(AIM OF THE EXERCISE): Convert every line of the material below into a numbered list, leaving out any blank lines.
--*--
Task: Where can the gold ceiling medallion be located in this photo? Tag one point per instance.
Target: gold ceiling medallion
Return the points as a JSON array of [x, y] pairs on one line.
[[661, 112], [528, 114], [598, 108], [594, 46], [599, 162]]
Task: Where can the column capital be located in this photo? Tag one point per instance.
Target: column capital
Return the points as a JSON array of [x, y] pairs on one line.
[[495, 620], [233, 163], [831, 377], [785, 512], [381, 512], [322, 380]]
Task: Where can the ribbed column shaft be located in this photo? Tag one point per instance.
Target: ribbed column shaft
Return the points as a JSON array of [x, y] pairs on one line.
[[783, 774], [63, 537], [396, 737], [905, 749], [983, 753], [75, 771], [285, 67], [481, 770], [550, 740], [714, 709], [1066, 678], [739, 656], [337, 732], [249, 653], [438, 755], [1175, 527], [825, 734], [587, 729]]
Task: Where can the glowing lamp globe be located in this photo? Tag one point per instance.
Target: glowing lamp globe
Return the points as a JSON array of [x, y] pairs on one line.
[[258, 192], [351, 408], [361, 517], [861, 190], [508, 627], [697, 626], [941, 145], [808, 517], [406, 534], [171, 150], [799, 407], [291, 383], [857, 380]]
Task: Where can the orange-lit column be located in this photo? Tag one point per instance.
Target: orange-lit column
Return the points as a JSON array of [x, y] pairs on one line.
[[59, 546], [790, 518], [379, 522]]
--*--
(RESPONSE FOR THIS EXERCISE):
1. Task: Where can the gold ceiling medallion be located in this photo? Tag one point per instance.
2. Target: gold ceiling medallion
3. Return the points as a JSON array of [x, y] pairs on one line.
4. [[661, 112], [528, 114], [598, 108], [594, 46], [599, 162]]
5. Task: Where can the column capital be located in this photo? Tag one point per instance.
6. Target: column capital
7. Return the points as a JSON array of [x, y] pairs on one line.
8. [[495, 620], [233, 163], [831, 377], [785, 512], [381, 512], [322, 380]]
9. Task: Where can the ribbed column shaft be located in this photo? Tag one point per instance.
10. Target: ribbed column shaft
11. Return the points as a JSON array of [x, y] pairs on one line.
12. [[783, 774], [63, 537], [396, 737], [905, 749], [983, 753], [75, 771], [285, 67], [481, 770], [550, 740], [714, 709], [1066, 678], [739, 656], [337, 732], [249, 653], [438, 755], [1175, 527], [825, 734], [587, 729]]
13. Task: Where can the glowing lamp globe be located in this photo? Tag one point per instance.
14. Target: glowing lamp globe
15. Return the points as a JSON array of [x, y] pairs on one line.
16. [[258, 192], [351, 408], [361, 517], [861, 190], [508, 627], [697, 626], [941, 145], [808, 517], [406, 534], [171, 150], [799, 407], [291, 383], [857, 380]]
17. Task: Where can the orange-lit column be located in this photo? Tag one point per instance.
18. Target: orange-lit column
19. Return the points as a JSON array of [x, y] pairs on one line.
20. [[59, 546], [790, 518], [379, 522]]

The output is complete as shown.